1. Newman, P. A., et al. “The anomalous change in the QBO in 2015–2016.” Geophysical Research Letters 43.16 (2016): 8791-8797.
Newman, P. A., et al. “The Anomalous Change in the QBO in 2015-16.” AGU Fall Meeting Abstracts. 2016.
2. Randel, W. J., and M. Park. “Anomalous QBO Behavior in 2016 Observed in Tropical Stratospheric Temperatures and Ozone.” AGU Fall Meeting Abstracts. 2016.
3. Dunkerton, Timothy J. “The quasi‐biennial oscillation of 2015–2016: Hiccup or death spiral?.” Geophysical Research Letters 43.19 (2016).
4. Tweedy, O., et al. “Analysis of Trace Gases Response on the Anomalous Change in the QBO in 2015-2016.” AGU Fall Meeting Abstracts. 2016.
5. Osprey, Scott M., et al. “An unexpected disruption of the atmospheric quasi-biennial oscillation.” Science 353.6306 (2016): 1424-1427.
According to the lunar forcing model of QBO, which was also presented at AGU last year, the peak in acceleration should have occurred at the time pointed to by the BLACK downward arrow in the figure below. This was in April of this year. The GREEN is the QBO 30 hPa acceleration data and the RED is the QBO model.

Note that the training region for the model is highlighted in YELLOW and is in the interval from 1978 to 1990. This was well in the past, yet it was able to pinpoint the sharp peak 27 years later.

The disruption in 2015-2016 shown with shaded black may have been a temporary forcing stimulus.  You can see that it obviously flipped the polarity with respect to the model. This will provoke a transient response in the DiffEq solution, which will then eventually die off.

The bottom-line is that the climate scientists who pointed out the anomaly were correct in that it was indeed a disruption, but this wasn’t necessarily because they understood why it occurred — but only that it didn’t fit a past pattern. It was good observational science, and so the papers were appropriate for publishing.  However, if you look at the QBO model against the data, you will see many similar temporary disruptions in the historical record. So it was definitely not some cataclysmic event as some had suggested. I think most scientists took a less hysterical view and simply pointed out the reversal in stratospheric winds was unusual.
----------
Aim A:
Pick out each line of the entries that contains the word "horn", matching its case exactly.
The text and the entries were drawn from unrelated sources.

Raw records:
----------
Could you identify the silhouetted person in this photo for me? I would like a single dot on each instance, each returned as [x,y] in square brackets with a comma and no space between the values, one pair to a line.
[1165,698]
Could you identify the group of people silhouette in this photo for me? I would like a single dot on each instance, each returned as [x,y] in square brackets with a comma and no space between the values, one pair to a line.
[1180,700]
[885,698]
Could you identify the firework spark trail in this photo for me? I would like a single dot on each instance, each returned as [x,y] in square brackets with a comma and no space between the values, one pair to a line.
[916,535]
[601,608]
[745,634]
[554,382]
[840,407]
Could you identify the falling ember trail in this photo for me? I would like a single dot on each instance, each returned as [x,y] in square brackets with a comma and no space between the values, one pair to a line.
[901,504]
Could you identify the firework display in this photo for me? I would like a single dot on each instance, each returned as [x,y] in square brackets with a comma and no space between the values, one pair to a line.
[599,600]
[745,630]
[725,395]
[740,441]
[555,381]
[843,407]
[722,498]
----------
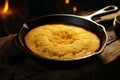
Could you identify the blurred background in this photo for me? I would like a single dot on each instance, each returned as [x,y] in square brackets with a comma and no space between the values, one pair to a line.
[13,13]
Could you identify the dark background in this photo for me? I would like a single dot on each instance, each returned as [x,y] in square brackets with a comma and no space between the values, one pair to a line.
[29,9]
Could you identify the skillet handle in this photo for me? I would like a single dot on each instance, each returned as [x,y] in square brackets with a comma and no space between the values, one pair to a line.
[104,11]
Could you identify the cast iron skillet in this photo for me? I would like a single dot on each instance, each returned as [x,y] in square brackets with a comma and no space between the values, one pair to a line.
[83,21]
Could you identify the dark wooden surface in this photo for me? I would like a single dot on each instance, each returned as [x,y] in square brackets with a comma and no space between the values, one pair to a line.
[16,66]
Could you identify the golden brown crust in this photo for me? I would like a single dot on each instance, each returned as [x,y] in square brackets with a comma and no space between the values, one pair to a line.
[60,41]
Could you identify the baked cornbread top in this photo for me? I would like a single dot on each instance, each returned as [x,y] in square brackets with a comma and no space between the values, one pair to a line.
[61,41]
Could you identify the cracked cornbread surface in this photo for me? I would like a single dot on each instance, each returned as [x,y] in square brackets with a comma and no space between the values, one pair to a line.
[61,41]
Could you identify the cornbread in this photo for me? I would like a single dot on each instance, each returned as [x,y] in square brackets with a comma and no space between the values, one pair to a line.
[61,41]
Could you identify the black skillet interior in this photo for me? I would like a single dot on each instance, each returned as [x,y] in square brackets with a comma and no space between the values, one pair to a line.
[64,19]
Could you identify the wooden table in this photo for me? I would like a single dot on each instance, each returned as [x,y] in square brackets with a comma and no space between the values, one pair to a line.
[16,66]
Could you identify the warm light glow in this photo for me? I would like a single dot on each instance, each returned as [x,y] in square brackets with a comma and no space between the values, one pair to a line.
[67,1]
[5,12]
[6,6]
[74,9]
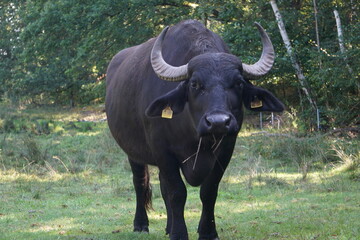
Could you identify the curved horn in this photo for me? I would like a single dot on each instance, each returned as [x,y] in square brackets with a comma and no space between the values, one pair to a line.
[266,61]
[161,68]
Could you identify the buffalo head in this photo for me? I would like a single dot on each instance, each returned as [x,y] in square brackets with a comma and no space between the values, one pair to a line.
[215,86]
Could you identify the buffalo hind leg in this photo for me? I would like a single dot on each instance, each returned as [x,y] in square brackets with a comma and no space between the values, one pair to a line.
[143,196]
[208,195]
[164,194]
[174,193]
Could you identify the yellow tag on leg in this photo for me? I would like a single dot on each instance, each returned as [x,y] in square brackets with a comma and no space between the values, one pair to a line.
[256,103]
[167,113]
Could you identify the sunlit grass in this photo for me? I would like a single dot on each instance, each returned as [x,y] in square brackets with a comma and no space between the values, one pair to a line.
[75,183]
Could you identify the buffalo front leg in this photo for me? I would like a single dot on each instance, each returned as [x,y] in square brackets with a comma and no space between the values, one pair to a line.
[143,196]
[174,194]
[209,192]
----------
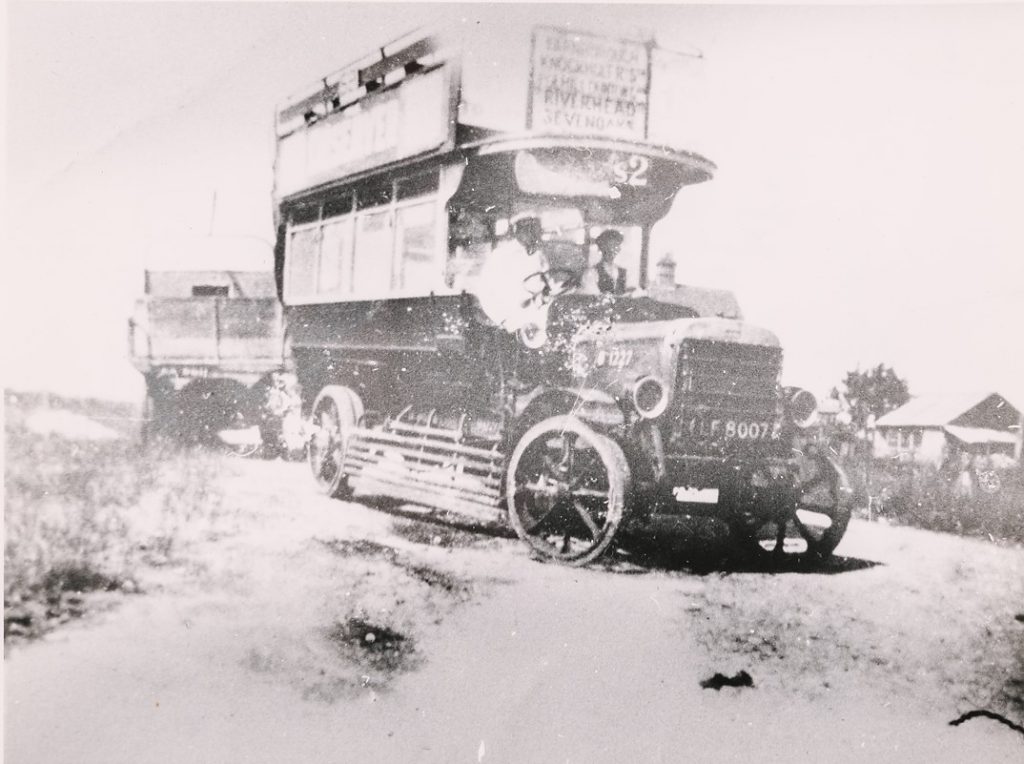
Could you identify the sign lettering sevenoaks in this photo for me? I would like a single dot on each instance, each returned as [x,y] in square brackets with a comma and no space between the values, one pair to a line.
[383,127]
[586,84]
----------
Aim B:
According to the QBO text, what interval of years does the model's training region cover?

Correct response A:
Could you identify the curved horn in this photo for me? I would like a single dot on each instance, each returned as [x,y] in square brackets with a comma and no space between the values, one pair to a line.

Correct response B:
From 1978 to 1990.